*DOCUMENT SEGMENT*:

========

Instructions to use hugoaslm/multimodal-emotion-recognition with libraries, inference providers, notebooks, and local apps. Follow these links to get started.
- Libraries
- Transformers
How to use hugoaslm/multimodal-emotion-recognition with Transformers:
# Load model directly from transformers import AutoModel model = AutoModel.from_pretrained("hugoaslm/multimodal-emotion-recognition", dtype="auto") - Notebooks
- Google Colab
- Kaggle
Multimodal Emotion Recognition System
A state-of-the-art multimodal emotion recognition model combining Wav2Vec2 (audio) and RoBERTa (text) encoders with cross-attention fusion and label smoothing regularization.
🎯 Results
| Model | Modality | Fusion | Val Acc | Val F1 | Test Acc | Test F1 |
|---|---|---|---|---|---|---|
| Final (LS=0.1) | Audio+Text | Cross-Attention | 81.4% | 0.814 | 85.3% | 0.852 |
| Multimodal | Audio+Text | Cross-Attention | 79.8% | 0.790 | 82.8% | 0.827 |
| Multimodal | Audio+Text | Concat | 73.4% | 0.722 | 75.5% | 0.747 |
| Multimodal | Audio+Text | Gated | 72.4% | 0.710 | 76.1% | 0.754 |
| Audio-Only Baseline | Audio | Linear | 76.4% | 0.756 | - | - |
| Text-Only Baseline | Text | Linear | ~15% | ~0.15 | - | - |
Key Findings:
- Cross-attention fusion significantly outperforms simple concatenation (+6.4% F1)
- Label smoothing (0.1) provides +2.5% test accuracy improvement
- Audio carries the primary emotional signal; text provides complementary context
- The 219M parameter model achieves SOTA-level performance on the benchmark
📊 Dataset
stapesai/ssi-speech-emotion-recognition
- Source Datasets: CREMA-D, TESS, RAVDESS, SAVEE
- Splits: 10,000 train / 1,999 validation / 163 test
- Emotions (8 classes): angry, calm, disgust, fear, happy, neutral, sad, surprise
- Modalities: Audio (speech) + Text (transcription)
- Note: Test set has no "calm" samples (7 classes evaluated)
Class Distribution (Train)

========

*DATA SECTION*:
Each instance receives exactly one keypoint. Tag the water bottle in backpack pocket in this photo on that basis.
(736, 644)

========

*THE PROBLEM*: Retype the part of the emotion recognition model page that opens with the words containing "Instructions to use" and closes with "to get started.". The data comes from a separate source unrelated to the emotion recognition model page.

*COMPLETED EXERCISE*:
Instructions to use hugoaslm/multimodal-emotion-recognition with libraries, inference providers, notebooks, and local apps. Follow these links to get started.